Aim: Quote the listing below in its entirety.

Input:
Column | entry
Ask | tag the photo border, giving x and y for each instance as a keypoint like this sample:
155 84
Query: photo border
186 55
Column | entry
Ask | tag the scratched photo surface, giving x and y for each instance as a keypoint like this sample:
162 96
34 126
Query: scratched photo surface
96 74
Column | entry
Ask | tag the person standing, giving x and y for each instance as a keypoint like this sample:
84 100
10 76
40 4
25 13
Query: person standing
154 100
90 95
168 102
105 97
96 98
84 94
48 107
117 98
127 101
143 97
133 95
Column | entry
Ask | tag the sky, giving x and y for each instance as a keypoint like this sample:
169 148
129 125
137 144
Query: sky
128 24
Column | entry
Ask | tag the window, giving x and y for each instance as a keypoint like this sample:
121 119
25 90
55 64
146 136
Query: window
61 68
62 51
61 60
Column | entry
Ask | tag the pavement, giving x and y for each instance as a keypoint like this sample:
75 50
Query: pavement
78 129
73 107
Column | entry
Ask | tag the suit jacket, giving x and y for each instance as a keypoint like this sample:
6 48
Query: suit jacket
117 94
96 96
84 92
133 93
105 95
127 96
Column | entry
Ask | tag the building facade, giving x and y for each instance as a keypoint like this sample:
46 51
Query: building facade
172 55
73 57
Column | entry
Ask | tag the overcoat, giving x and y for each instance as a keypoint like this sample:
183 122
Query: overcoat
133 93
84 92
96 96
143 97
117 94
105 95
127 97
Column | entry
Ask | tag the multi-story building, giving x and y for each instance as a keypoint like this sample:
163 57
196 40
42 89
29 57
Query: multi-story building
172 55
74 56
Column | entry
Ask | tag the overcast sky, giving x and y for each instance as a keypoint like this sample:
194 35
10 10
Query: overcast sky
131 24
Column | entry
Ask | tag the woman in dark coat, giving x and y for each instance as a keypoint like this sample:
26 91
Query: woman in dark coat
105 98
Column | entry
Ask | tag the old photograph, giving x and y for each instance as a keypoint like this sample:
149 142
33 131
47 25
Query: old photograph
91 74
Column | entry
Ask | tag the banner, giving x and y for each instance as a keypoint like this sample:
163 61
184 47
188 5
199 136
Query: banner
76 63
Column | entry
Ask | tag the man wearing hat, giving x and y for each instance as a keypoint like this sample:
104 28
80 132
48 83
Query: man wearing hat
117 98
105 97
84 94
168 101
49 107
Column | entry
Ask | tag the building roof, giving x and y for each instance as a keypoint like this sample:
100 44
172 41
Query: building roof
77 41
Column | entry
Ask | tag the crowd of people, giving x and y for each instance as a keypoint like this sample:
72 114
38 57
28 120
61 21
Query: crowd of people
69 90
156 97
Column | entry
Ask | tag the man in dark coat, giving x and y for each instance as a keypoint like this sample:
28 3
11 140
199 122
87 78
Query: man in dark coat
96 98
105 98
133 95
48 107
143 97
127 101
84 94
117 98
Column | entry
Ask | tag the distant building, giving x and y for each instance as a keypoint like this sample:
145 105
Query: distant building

Complete answer:
Column | entry
Ask | tag the photo border, giving x and y for each instance as a keypoint like this sample:
155 84
Query: photo border
186 55
Column | entry
Ask | tag the scratched photo surface, giving x and y for each instance as a keypoint like this sample:
162 96
34 126
Query: scratched photo surface
96 74
Column | entry
Ask | tag the person standing, giving x and y for each instance as a keypoint like this sample:
84 100
10 76
40 4
25 13
Query: person standing
154 100
90 95
168 102
105 97
96 98
84 94
48 107
117 98
127 101
143 97
133 95
Column | entry
Ask | tag the sky, giving x and y for each instance as a keypoint like this sample:
169 148
129 125
137 144
Query: sky
128 24
Column | entry
Ask | tag the window, giving x and y for each instance as a keypoint like this sample:
121 119
25 90
55 64
146 136
Query: window
61 68
62 51
61 60
Column | entry
Ask | tag the pavement, giving x and y for each instance as a keypoint like this sample:
75 50
Query: pavement
78 129
73 107
Column | entry
Ask | tag the suit jacket, giving x and y for each instance as a keypoint like this sample:
6 48
Query: suit jacket
117 94
96 96
84 92
133 93
105 95
127 96
Column | entry
Ask | tag the building facade, giving x and y for each instance as a keypoint like this sample:
46 51
Query: building facade
172 55
73 57
Column | entry
Ask | tag the overcoat, giving x and y for each instance as a keypoint like this sample:
183 122
Query: overcoat
133 93
84 92
96 96
143 97
117 94
105 95
127 97
Column | entry
Ask | tag the multi-story building, giving x and y for each instance as a keypoint like this sample:
163 57
196 40
42 89
29 57
Query: multi-story building
172 55
74 56
Column | entry
Ask | tag the overcast sky, giving x and y for each instance as a keypoint like this sample:
194 35
10 10
Query: overcast sky
131 24
Column | entry
Ask | tag the woman in dark coat, giving x and y for each instance as a keypoint like this sample:
26 91
Query: woman in dark coat
105 98
Column | entry
Ask | tag the old photograph, giving x and y for each instance as a keypoint like this sample:
149 142
33 131
47 25
Query: old photograph
91 74
Column | entry
Ask | tag the banner, giving x and y for each instance as a keypoint like this sample:
163 61
184 47
188 5
199 136
Query: banner
76 63
Column | entry
Ask | tag the man wearing hat, giving x and y for each instance as a keypoint like this sample:
104 28
80 132
48 83
Query: man wearing hat
117 98
105 97
84 94
168 101
49 107
Column | entry
Ask | tag the building roof, giving x and y for each instance as a keypoint like this sample:
100 44
172 41
Query: building roof
77 41
Column | entry
Ask | tag the crowd of people, giving x and y for each instance as a keypoint like this sample:
72 114
38 57
28 120
61 21
Query: crowd of people
69 90
156 97
Column | entry
Ask | tag the man in dark coat, giving x and y for each instance as a keypoint like this sample:
28 3
11 140
199 122
87 78
Query: man in dark coat
96 98
105 98
133 95
48 107
143 97
127 101
84 94
117 98
Column | entry
Ask | tag the distant building, giving x and y for each instance as a keypoint like this sample:
145 105
Query: distant building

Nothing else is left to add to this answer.